• What to do:
Answer these questions about the speech on NIH cuts.
(a) What was being celebrated at the event where the speech was given?
(b) Who makes a large percentage of the innovation at universities?
(c) Besides innovating, what do universities do for biotech and pharmaceutical companies?

• Excerpt to read:
※ ※ ※
11
Mar
2025

NIH Cuts Hit Young Scientists the Hardest

David Baker, professor of biochemistry, University of Washington; director, Institute for Protein Design

[Editor’s note: David Baker gave this speech to Seattle community leaders Mar. 10, at a celebration of his 2024 Nobel Prize in Chemistry.]

Let me just briefly tell you how innovation arises in biomedicine and where drug discoveries come from.

A large percentage of the innovation is made at universities by graduate students and postdocs. Often, they take their ideas and spin out biotech companies, and the biotech companies further develop these and the ideas eventually transition to pharmaceutical companies.

It might be surprising to many people that most of the innovation doesn’t happen in the big companies. It happens at universities. The universities also train the workforce for the biotech and the pharmaceutical companies.

So there’s this idea that cutting funding can maybe revitalize a company.

My main message tonight is that exactly the opposite is true for science. That’s because of the critical role that graduate students and postdocs play.
※ ※ ※
• Provided records:
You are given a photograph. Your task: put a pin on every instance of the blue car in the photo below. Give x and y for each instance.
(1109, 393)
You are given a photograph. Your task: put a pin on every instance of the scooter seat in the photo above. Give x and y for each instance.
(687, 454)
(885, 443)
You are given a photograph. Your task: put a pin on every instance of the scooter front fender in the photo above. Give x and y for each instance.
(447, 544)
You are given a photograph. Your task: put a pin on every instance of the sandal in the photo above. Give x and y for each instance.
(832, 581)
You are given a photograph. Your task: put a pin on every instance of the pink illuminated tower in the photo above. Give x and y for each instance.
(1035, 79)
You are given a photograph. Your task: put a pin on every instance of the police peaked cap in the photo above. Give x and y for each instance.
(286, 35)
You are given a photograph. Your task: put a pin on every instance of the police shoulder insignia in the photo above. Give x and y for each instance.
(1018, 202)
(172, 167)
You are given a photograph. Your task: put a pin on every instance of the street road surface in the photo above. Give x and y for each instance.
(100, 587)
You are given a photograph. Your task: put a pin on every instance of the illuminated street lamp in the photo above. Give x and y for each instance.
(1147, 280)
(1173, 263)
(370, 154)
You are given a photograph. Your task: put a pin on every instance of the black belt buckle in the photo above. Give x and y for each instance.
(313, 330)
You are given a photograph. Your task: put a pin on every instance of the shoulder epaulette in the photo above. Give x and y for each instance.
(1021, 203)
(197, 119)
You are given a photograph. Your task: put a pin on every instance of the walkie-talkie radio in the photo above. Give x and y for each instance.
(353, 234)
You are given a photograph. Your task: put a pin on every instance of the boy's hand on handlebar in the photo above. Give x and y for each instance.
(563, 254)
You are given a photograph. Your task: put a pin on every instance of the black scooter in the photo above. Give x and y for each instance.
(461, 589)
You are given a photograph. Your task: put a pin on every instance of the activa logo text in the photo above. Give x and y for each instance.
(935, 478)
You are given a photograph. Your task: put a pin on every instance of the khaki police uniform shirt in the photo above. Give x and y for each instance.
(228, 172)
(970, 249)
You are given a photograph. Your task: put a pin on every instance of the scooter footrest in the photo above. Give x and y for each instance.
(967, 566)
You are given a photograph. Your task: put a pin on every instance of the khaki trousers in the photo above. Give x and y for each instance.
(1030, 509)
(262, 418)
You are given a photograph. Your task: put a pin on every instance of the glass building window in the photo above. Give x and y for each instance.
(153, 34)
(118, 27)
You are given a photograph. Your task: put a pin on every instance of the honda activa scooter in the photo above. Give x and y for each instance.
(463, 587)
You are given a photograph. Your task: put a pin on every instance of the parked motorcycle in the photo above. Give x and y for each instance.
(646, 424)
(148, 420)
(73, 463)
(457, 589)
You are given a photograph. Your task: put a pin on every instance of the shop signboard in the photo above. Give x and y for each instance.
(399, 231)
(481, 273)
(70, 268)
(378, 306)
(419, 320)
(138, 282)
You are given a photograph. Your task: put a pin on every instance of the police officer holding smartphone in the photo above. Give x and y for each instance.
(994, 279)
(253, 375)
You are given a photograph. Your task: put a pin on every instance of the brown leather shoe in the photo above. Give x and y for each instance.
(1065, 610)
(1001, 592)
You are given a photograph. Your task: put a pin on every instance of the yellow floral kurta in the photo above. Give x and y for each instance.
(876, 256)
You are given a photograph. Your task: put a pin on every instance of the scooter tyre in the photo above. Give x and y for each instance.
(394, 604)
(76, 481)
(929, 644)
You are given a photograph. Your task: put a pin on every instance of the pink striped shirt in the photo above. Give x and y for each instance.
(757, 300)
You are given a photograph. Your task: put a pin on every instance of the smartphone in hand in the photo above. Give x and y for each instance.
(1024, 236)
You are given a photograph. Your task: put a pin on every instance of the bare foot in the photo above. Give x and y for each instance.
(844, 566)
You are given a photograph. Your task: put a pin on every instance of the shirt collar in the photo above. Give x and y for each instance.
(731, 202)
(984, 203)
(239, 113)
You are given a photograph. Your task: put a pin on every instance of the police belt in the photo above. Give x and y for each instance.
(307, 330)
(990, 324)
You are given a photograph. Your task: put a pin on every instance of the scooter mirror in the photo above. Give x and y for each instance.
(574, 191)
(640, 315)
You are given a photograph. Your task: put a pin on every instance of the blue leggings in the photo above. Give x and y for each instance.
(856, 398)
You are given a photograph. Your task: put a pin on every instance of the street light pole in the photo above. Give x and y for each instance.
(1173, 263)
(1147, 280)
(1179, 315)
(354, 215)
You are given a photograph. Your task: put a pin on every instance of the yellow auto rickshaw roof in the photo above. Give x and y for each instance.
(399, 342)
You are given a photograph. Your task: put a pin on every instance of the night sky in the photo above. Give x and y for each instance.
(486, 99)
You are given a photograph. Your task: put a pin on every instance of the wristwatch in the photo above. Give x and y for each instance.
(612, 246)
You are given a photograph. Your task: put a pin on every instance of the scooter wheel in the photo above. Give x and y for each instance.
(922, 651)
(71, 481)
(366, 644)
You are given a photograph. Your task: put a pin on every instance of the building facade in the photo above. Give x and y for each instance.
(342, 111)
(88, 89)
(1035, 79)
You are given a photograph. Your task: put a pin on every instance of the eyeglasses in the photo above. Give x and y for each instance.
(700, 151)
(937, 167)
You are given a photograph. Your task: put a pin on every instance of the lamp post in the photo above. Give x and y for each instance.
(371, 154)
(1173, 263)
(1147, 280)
※ ※ ※
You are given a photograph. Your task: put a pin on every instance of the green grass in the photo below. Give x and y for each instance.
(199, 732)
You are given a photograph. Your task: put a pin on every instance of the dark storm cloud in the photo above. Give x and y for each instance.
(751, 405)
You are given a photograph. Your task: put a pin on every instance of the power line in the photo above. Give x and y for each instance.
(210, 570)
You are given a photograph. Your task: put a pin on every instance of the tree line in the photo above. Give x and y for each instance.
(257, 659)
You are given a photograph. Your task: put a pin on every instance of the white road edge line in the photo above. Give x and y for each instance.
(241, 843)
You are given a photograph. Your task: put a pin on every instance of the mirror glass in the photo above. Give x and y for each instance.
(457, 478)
※ ※ ※
• Solution to this problem:
(a) David Baker's 2024 Nobel Prize in Chemistry
(b) Graduate students and postdocs
(c) They train the workforce for those companies.